| Excerpted passage |
%%

# Is this possible?



## Ed (Apr 18, 2010)

If I have a single sample, for example a percussion hit, can any of the scripts available fake repetition samples?


----------



## lux (Apr 18, 2010)

Ed @ Sun Apr 18 said:


> If I have a single sample, for example a percussion hit, can any of the scripts available fake repetition samples?



do you mean round robins?


----------



## Christian Marcussen (Apr 18, 2010)

lux @ Sun Apr 18 said:


> do you mean round robins?



Yes I'm sure.


----------



## polypx (Apr 18, 2010)

You can't fake another sample. But you could program very slight randomization of level, pitch, and filters to give an "impression" of different samples. 

Depending on the sample, sometimes a bit of random start time offset helps too (on percussion you have to be very careful with this though).

But there's no substitute for well chosen round robins really.


----------



## lux (Apr 18, 2010)

i dont think you can do it with decent results as variations in fine pitch and filter dont allow to avoid the machine gun effect which is related to muoltiple factors, attacks and transients expecially.

If you have another sample of the same nature but on a different pitch (lets say another tom from a set of toms) you can use it pitched up (or down) to alternate with the original sample in a RR cycle.,


----------



## Ed (Apr 18, 2010)

So this is NOT something SIPS does?

This isn't meant to be an alternative to recording round robins, just for old (or limited) sample that still sounds really nice but can't use as much because of that.


----------



## lux (Apr 18, 2010)

Ed @ Sun Apr 18 said:


> So this is NOT something SIPS does?
> 
> This isn't meant to be an alternative to recording round robins, just for old (or limited) sample that still sounds really nice but can't use as much because of that.

%%

| Job 1 |
Show each line of the rows that contains the string "mask", matching case exactly.
| Job 2 |
Carry on the forum thread about faking round-robin samples from the point where it stops.

| Extracted material |
%%

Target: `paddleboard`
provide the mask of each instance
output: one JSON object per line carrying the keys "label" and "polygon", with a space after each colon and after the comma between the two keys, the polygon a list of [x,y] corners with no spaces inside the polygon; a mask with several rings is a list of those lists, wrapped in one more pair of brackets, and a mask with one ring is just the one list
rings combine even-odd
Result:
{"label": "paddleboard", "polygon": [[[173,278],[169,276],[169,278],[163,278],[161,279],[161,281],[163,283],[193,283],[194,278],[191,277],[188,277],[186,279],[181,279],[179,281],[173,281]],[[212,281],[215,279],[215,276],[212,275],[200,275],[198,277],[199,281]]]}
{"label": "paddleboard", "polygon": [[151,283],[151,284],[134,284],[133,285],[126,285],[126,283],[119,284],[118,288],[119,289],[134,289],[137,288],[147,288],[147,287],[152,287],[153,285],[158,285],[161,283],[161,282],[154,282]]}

%%

| Written reply 1 |
provide the mask of each instance
output: one JSON object per line carrying the keys "label" and "polygon", with a space after each colon and after the comma between the two keys, the polygon a list of [x,y] corners with no spaces inside the polygon; a mask with several rings is a list of those lists, wrapped in one more pair of brackets, and a mask with one ring is just the one list

| Written reply 2 |
this is what actually most people do to get better result out of old libraries. Kontakt has a script called Machine Gun Killer which does that. But it uses at least three samples to create a 3 round robins cycle. The sample youre playing, the one above and the one below. Stretching those last twos it provides you with three notes of the same pitch but coming from different samples. Alternating those represents an alternative to real round robin.


----------



## germancomponist (Apr 18, 2010)

Ed @ Sun Apr 18 said:


> So this is NOT something SIPS does?
> 
> This isn't meant to be an alternative to recording round robins, just for old (or limited) sample that still sounds really nice but can't use as much because of that.



It depends of the samples. Send me a sample and I will show you... .


----------



## mbietenholz (Apr 28, 2010)

Ed @ Sun Apr 18 said:


> If I have a single sample, for example a percussion hit, can any of the scripts available fake repetition samples?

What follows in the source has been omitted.